>> Begin Supplied entries
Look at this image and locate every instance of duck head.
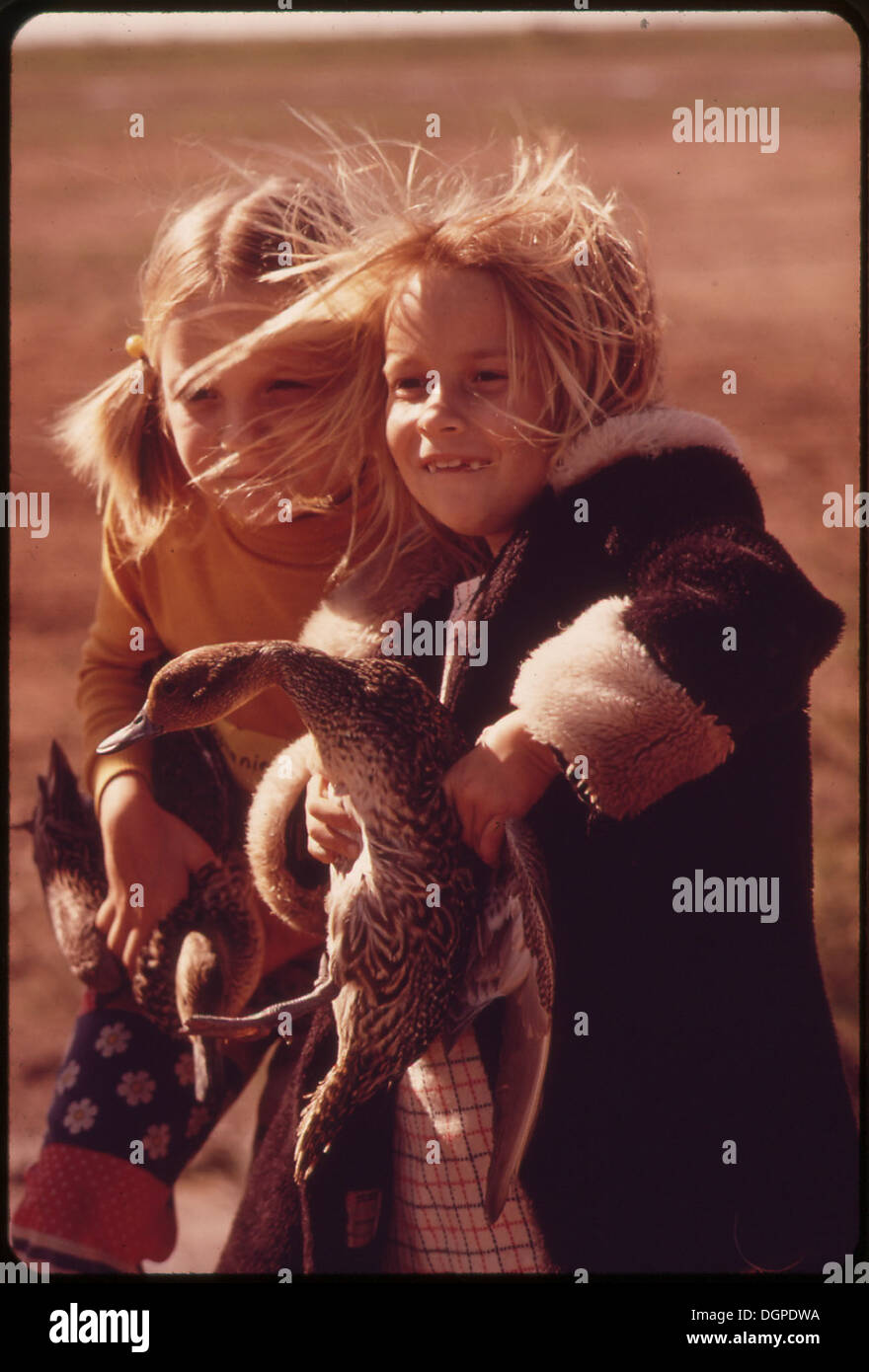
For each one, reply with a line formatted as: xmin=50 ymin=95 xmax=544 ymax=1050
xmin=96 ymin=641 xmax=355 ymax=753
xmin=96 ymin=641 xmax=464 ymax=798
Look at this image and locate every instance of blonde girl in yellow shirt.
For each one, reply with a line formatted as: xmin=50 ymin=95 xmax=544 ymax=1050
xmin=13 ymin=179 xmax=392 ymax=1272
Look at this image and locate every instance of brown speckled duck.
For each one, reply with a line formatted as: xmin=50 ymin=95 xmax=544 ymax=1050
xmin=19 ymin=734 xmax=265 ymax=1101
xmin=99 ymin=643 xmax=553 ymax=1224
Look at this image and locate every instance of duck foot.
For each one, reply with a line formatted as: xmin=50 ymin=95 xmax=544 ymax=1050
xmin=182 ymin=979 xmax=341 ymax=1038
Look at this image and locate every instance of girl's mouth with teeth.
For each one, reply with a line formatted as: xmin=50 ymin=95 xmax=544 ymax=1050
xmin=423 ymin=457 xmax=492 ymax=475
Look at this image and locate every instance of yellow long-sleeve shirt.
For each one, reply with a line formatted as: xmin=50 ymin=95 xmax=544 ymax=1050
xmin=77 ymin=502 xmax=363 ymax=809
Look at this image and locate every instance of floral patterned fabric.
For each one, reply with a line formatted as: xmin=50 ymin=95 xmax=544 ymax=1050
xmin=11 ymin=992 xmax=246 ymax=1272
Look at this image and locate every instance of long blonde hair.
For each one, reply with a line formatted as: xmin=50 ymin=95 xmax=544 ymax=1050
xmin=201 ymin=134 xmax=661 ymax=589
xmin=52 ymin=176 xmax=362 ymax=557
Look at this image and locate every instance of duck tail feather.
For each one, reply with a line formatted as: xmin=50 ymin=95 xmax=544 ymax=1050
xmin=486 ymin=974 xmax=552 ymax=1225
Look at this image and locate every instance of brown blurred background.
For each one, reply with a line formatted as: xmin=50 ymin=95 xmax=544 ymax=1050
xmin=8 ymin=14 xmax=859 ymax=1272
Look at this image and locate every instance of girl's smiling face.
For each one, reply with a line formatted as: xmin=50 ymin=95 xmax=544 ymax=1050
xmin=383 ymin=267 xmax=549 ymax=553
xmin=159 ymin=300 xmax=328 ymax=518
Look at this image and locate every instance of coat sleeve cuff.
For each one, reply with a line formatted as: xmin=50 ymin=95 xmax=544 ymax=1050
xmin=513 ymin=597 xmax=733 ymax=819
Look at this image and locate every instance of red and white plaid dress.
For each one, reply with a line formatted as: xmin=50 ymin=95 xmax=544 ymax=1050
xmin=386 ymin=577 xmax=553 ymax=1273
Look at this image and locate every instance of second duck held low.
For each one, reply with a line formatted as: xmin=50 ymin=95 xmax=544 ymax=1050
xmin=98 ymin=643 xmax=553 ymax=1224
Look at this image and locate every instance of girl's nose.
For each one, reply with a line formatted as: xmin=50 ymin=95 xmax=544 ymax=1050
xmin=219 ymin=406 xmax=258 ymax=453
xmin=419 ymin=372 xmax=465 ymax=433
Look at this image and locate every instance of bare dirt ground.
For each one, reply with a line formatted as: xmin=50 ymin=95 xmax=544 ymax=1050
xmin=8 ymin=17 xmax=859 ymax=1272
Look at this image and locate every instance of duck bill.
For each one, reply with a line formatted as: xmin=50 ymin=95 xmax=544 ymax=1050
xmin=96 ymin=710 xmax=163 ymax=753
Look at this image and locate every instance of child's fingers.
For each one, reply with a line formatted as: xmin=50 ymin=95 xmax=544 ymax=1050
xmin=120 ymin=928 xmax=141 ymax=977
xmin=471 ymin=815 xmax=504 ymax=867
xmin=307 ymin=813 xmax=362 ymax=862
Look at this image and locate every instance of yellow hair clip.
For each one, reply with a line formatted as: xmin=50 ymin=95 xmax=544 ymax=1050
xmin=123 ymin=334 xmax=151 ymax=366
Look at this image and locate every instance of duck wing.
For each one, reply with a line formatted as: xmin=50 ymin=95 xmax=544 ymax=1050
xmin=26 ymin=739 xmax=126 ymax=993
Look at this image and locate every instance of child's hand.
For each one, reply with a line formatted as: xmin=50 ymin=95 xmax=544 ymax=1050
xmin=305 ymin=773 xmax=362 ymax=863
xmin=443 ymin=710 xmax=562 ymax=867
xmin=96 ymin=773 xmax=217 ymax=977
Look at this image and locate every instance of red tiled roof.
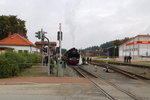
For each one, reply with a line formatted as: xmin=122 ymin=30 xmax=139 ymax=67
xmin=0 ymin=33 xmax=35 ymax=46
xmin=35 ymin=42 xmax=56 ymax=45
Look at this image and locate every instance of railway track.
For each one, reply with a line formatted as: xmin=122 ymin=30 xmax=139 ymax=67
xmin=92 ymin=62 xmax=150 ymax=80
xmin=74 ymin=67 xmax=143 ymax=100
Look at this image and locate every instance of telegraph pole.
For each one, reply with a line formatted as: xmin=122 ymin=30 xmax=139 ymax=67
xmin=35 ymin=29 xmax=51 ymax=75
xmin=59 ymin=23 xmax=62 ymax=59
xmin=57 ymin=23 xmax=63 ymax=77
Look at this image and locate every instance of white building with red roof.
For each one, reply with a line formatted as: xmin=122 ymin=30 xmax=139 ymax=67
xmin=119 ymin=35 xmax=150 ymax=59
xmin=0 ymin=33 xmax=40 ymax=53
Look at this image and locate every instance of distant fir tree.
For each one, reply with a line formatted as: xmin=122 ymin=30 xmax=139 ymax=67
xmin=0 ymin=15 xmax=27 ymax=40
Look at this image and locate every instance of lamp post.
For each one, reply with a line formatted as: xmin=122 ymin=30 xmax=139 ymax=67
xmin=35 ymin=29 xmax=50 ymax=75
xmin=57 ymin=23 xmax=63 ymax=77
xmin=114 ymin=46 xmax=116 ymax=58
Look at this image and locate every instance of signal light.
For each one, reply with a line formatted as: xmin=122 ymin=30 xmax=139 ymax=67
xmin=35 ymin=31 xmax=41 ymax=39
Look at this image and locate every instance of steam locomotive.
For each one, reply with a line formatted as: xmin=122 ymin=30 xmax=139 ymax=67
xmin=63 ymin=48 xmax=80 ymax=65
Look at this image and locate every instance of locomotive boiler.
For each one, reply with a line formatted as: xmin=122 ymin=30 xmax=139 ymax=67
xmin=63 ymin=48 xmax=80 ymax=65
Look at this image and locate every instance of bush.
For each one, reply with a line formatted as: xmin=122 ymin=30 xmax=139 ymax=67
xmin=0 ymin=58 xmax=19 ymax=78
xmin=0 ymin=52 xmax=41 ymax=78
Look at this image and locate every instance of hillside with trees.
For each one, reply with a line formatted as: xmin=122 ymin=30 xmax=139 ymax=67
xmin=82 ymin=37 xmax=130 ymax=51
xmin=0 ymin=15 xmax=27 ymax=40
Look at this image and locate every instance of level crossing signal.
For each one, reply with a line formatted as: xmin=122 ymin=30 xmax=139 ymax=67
>> End Supplied entries
### Your instructions
Starting with the line containing "Look at this image and locate every instance of steam" and going on through the line containing "xmin=0 ymin=52 xmax=41 ymax=78", write every line out again in order. Keep the instruction wording and its sample format values unchanged, but multiply each coordinate in the lines reporting located boxes by 1.8, rounding to whole numbers with halves going up.

### Output of the task
Look at this image and locate every instance of steam locomotive.
For each one, reply with a line formatted as: xmin=122 ymin=30 xmax=139 ymax=67
xmin=113 ymin=86 xmax=144 ymax=117
Look at this image and locate every instance of locomotive boiler.
For each one, reply with a line formatted as: xmin=122 ymin=30 xmax=139 ymax=67
xmin=113 ymin=86 xmax=144 ymax=117
Look at this image and locate every instance of bush.
For each one, reply with a line formatted as: xmin=122 ymin=30 xmax=139 ymax=67
xmin=0 ymin=104 xmax=34 ymax=140
xmin=0 ymin=94 xmax=74 ymax=140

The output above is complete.